**TASK INSTRUCTIONS**.
Decide whether each statement agrees with the Operator Fusions text, answering yes or no and quoting the deciding words of the text exactly: (a) ConvBNPattern requires a BatchNorm2d after the Conv2d; (b) StemConvBNReLUMaxPoolPattern restricts its convolution to three input channels and a 7×7 kernel; (c) fused modules perform weight folding.

**DOCUMENT PASSAGE**.
## Begin

# Operator Fusions

Fusions combine sequences of operators into single fused modules that map
directly to hardware-accelerated kernels. After fusion, the model graph
contains modules like `FusedConvBNReLU` instead of separate `Conv2d`,
`BatchNorm2d`, and `ReLU` layers.

Fused modules:
- Are numerically equivalent to the original operator sequence (no weight
  folding at this stage — that's handled by the hardware compiler).
- Declare QDQ insertion points so quantization stubs are placed correctly.
- Export cleanly to ONNX for downstream compilation.


## Convolution fusions

### ConvBNPattern

**Matches:** `Conv2d → [BatchNorm2d]`

**Produces:** `FusedConvBN`

The most basic convolution fusion. The `BatchNorm2d` is optional — a bare
`Conv2d` is also matched (useful for ensuring QDQ stub placement even on
convolutions without batch normalization).

**QDQ points:** `INPUT`

### ConvBNReLUPattern

**Matches:** `Conv2d → [BatchNorm2d] → Activation`

**Produces:** `FusedConvBNReLU`

Fuses convolution, optional batch normalization, and an activation function.
The pattern is named after the most common case (ReLU), but it matches any of
these activations: `ReLU`, `ReLU6`, `LeakyReLU`, `ELU`, `GELU`, `SiLU`,
`Hardswish`, `Hardsigmoid`.

**QDQ points:** `INPUT`

### StemConvBNReLUMaxPoolPattern

**Matches:** `Conv2d(3in, 7×7) → [BatchNorm2d] → Activation → MaxPool2d`

**Produces:** `FusedConvBNReLUMaxPool`

Captures the classification network stem found in ResNet and similar
architectures. The convolution is constrained to `in_channels=3,
kernel_size=(7,7)` so only the actual stem is matched.

**QDQ points:** `INPUT`

### ConvBNAddReLUPattern

**Matches:** `Conv2d → BatchNorm2d → add(·, residual) → Activation`

**Produces:** `FusedConvBNAddReLU`

Captures the tail of ResNet-style bottleneck blocks where the convolution
path merges with a skip connection before the final activation. This is a
**branching** pattern — it matches a `Fork` topology with two inputs feeding
into an `operator.add` node.

## End

**COLLECTED DATA**.
## Begin

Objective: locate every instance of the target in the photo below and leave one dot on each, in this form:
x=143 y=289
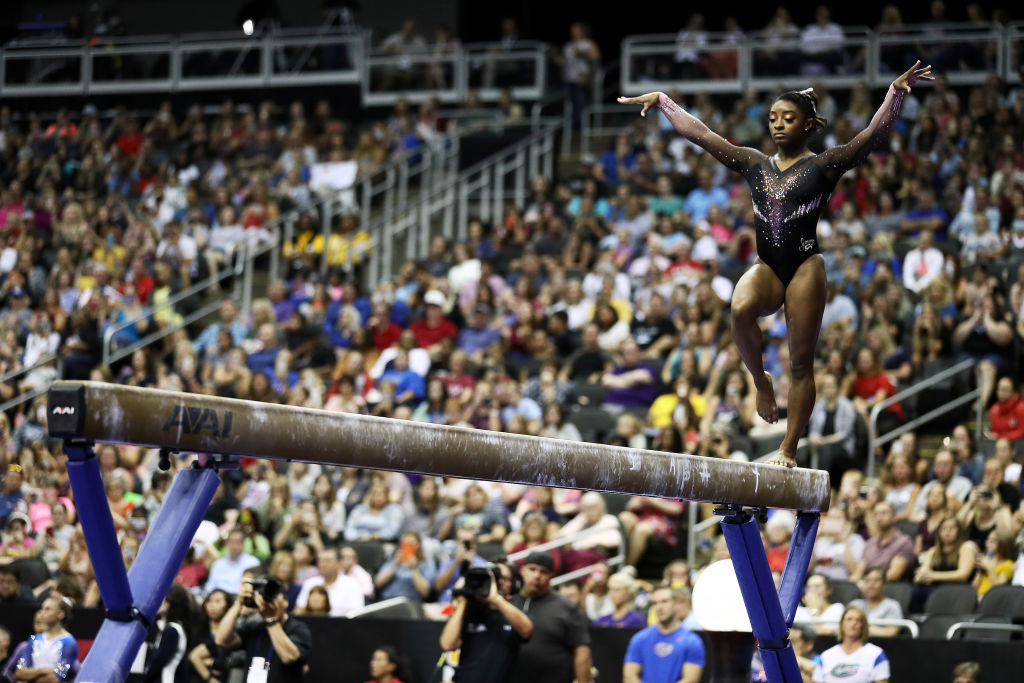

## End

**EXERCISE SOLUTION**.
(a) No: "The `BatchNorm2d` is optional — a bare `Conv2d` is also matched"
(b) Yes: "The convolution is constrained to `in_channels=3, kernel_size=(7,7)` so only the actual stem is matched."
(c) No: "no weight folding at this stage — that's handled by the hardware compiler"